• [Text excerpt]
*****

Search code examples
perlperl-modulelevenshtein-distanceedit-distance

Perl module to check whether a string was created by inserting text into another string


Problem

I have two strings $base and $succ and want to check whether $succ can be created from $base by inserting arbitrary strings at arbitrary positions.

Some examples, written as isSucc($base, $succ):

  • isSucc("abc", "abcX") is true, since we can insert X at the end of abc.
  • isSucc("abc", "XabYcZ") is true, since we can insert XabYcZ.
  • isSucc("abc", "abX") is false, since c was deleted.
  • isSucc("abc", "cab") is false, since c (the one at the end of abc) was deleted.
  • isSucc("abc", "cabc") is true, since we can insert c at the beginning of abc.
  • isSucc("", "anything") is true, since we just have to insert "anything".

We can assume, that $base and $succ do not contain any (vertical) withespace. Usually we have length($base) < length($succ) < 1000. Good performance is not critical but would be nice to have.

I already know one way to implement isSucc*.

Question

  • Is there a perl-module that defines something similar to isSucc?
  • Does someone has an easier/faster/alternative implementation* of isSucc?

* My Approach

Compute the edit/Levenshtein distance with a custom cost model (cost(Insertion)=0, cost(Deletion)=cost(substitution)=1). Then check whether the edit distance is 0.

Comparing the Answers

I wanted to compare the three solutions loop, greedy matching, and non-greedy matching, but the matching methods often took more than 100 times as long as the loop solution so I aborted the tests. Nevertheless – or perhaps exactly for that reason – we have a clear winner: The loop solution.
Big thanks to Christoffer Hammarström.


Solution

  • sub is_subsequence {
        my ($needles, $haystack) = @_;
        my $found = 0;
        for my $needle (split '', $needles) {               # for each character $needle in $needles
            $found = 1 + index $haystack, $needle, $found;  # find it after the previous one in $haystack
            return 0 unless $found;                         # return false if we can't
        }
        return 1;                                           # return true if we found all $needles in $haystack
    }
    

    use Test::More tests => 6;              # 1..6
    is 1, is_subsequence("abc", "abcX");    # ok 1
    is 1, is_subsequence("abc", "XabYcZ");  # ok 2
    is 0, is_subsequence("abc", "abX");     # ok 3
    is 0, is_subsequence("abc", "cab");     # ok 4
    is 1, is_subsequence("abc", "cabc");    # ok 5
    is 1, is_subsequence("", "anything");   # ok 6

*****

• [Collected material]
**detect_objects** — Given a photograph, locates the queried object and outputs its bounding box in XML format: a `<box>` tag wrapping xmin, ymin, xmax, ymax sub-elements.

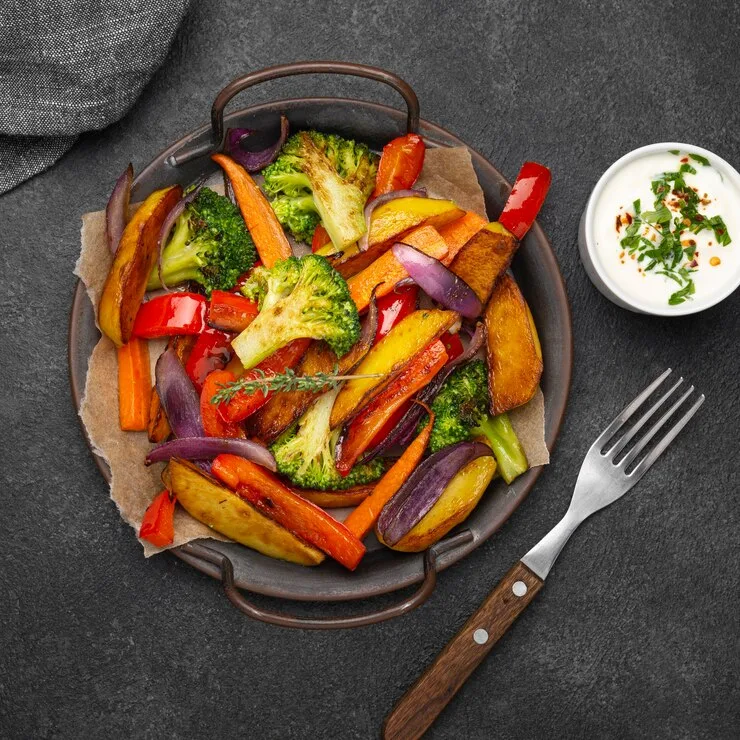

*****

• [Exercise details]
In the Perl string-insertion thread, what costs does the asker's custom Levenshtein model assign to insertion, deletion, and substitution?

• [The output]
Insertion costs 0, and deletion and substitution each cost 1.